__Stated exercise A__:
Transcribe the earnings call excerpt, starting at "Bookings at $49.7" and ending at "ratio was positive.".

__Document segment__:
——

We have the right platform and a special talents of team to execute our plan and build CECO into a leading global engineered technology Company. With that, I will turn the call over to Ed, to discuss our financial results in more detail..
Thank you, Jeff and good morning everyone. As mentioned, I will highlight in little more detail both the GAAP and non-GAAP performance for the quarter, and the nine month year-to-date period, particularly regarding our three segments.
As a reminder, our non-GAAP adjustments include several items including acquisition and integration expenses, the impact of acquisition, asset valuation adjustments on the income statement, including higher depreciation, amortization and earn-out expenses.
Our non-GAAP presentation is intended to provide better trend analysis and assessment of our core business performance. Beginning of Slide 12, our revenue was $98.2 million for the third quarter of 2015, an increase of 55% year-over-year and 30% sequentially. Organic revenue grew by 4.5% on a constant currency basis in the quarter.
Our revenue gains our being driven by a combination of organic growth and sales excellence as well as revenue from our recent acquisitions. Moving to Slide 13, you will see our booking and backlog trends. We are pleased with our record level of backlog of nearly $212 million as of September 30, 2015.
We are also pleased with our 257 million of bookings to the first nine months. Approximately 80 million of our backlog was acquired from Peerless.
Continuing on to Slide 14, our gross margins improved sequentially in Q3 over Q2 to 31.6% from 30.7% due to project management excellence, price management and a favorable mix change with an increase in aftermarket sales. Non-GAAP operating margins declined sequentially to 13.2% from 14.2% but were up 30 basis points year-over-year.
Moving on to Slide 15, EBITDA reflected a sequential improvement to a record high of $14.1 million for the third quarter from $13.5 for the second quarter. Non-GAAP operating income was $30 million for the third quarter up sequentially from $12.3 million in the second quarter.
These improvements are attributable to organic growth coupled with operational excellence, as well as our recent acquisitions. Net loss per diluted share was $0.17 for the third quarter of 2014 compared with net income per diluted share of $0.14 in the prior year period.
Non-GAAP net income per diluted share was $0.27 for the third quarter of 2015, compared with $0.28 for the prior year period. Now moving on to our segment discussions, starting on Page 16. Revenue in our Environmental segment was $40.6 million, up 47% from $27.7 million in the prior year period attributable to our global refinery cyclone improve.
Bookings at $49.7 million was also very strong end up 87% over the prior year period. Aftermarket continues to gain momentum in this segment. Moving on to Slide 17, revenue in our energy segment was $40 million up 122% from $80 million in the prior year period.
The higher revenue was driven by our 2014 acquisitions and Peerless contributing $8.5 million and $12.6 million respectively versus the prior year. Aftermarket and retrofit opportunities continued to grow in this segment as well as global expansion.
Moving on Slide 18, revenue in our fluid handling and filtration segment was $17.2 million down slightly on a year-over-year and sequential basis. Bookings were also down year-over-year as well as sequentially although the current quarter book-to-bill ratio was positive.
Gross margins had improved in the fluid handling business over the same period of last year due to continuing gains in aftermarket. This segment has recently expanded a internal sales focused resources. Lastly on Slide 19, you will see our consolidated balance sheet including the inclusion of Peerless.

——

__Supplied information__:
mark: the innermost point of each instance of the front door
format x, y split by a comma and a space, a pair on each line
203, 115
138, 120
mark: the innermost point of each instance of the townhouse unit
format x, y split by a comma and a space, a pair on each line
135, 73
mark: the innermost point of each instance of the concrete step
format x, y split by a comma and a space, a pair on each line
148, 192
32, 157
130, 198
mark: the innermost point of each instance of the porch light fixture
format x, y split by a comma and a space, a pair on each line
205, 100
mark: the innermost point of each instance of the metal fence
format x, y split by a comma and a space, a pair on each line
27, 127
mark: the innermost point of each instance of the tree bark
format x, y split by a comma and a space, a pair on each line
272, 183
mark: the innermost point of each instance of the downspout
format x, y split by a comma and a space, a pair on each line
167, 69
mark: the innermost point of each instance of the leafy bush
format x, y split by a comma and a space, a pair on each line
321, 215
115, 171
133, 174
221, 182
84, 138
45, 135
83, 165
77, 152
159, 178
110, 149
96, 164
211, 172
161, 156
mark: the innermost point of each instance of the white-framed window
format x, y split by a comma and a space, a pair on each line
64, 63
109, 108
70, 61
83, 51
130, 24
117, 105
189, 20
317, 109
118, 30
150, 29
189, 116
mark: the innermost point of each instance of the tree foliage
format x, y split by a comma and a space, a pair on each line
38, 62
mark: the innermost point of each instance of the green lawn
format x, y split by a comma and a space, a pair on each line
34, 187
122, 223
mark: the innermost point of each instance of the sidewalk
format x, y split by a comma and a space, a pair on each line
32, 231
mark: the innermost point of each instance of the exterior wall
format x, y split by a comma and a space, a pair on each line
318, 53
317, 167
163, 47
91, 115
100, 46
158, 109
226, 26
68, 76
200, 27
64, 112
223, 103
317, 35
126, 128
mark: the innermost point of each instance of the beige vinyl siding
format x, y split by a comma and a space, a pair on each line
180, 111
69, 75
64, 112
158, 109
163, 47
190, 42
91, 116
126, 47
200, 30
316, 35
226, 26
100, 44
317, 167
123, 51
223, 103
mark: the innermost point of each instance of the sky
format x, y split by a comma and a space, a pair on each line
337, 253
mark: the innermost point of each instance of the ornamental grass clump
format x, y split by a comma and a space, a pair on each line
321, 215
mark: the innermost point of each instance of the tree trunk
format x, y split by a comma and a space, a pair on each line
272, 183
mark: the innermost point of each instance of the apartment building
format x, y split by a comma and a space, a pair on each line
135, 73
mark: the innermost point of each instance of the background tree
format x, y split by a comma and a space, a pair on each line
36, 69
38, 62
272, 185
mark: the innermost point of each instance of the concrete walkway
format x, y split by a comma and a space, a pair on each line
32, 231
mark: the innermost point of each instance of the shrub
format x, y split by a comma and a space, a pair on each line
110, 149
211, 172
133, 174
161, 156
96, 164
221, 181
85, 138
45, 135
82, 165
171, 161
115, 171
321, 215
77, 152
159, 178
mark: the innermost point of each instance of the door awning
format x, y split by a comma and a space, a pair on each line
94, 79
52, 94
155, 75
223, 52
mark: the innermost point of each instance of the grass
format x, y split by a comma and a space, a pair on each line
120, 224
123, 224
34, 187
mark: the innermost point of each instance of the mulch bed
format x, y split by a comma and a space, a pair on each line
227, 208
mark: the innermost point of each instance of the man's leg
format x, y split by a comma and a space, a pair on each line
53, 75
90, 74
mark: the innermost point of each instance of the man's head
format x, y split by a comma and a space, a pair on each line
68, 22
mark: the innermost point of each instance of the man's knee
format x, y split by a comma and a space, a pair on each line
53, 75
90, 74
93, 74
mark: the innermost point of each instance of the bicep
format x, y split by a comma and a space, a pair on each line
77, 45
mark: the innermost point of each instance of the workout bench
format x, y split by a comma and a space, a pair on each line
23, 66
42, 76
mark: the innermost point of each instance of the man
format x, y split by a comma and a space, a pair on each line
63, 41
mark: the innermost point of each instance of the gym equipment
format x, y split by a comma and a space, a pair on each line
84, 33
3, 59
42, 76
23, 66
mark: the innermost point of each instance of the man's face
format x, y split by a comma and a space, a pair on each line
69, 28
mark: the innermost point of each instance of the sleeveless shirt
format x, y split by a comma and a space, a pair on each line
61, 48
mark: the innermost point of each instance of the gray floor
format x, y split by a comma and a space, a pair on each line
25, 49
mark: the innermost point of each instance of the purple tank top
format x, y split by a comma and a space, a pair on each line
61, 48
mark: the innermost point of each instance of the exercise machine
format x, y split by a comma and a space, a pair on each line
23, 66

——

__Stated exercise B__:
Extract each line of the entries above that holds the string "tree", matching case exactly.

__Task output A__:
Bookings at $49.7 million was also very strong end up 87% over the prior year period. Aftermarket continues to gain momentum in this segment. Moving on to Slide 17, revenue in our energy segment was $40 million up 122% from $80 million in the prior year period.
The higher revenue was driven by our 2014 acquisitions and Peerless contributing $8.5 million and $12.6 million respectively versus the prior year. Aftermarket and retrofit opportunities continued to grow in this segment as well as global expansion.
Moving on Slide 18, revenue in our fluid handling and filtration segment was $17.2 million down slightly on a year-over-year and sequential basis. Bookings were also down year-over-year as well as sequentially although the current quarter book-to-bill ratio was positive.

__Task output B__:
mark: the innermost point of each instance of the tree bark
mark: the innermost point of each instance of the tree foliage
mark: the innermost point of each instance of the tree trunk
mark: the innermost point of each instance of the background tree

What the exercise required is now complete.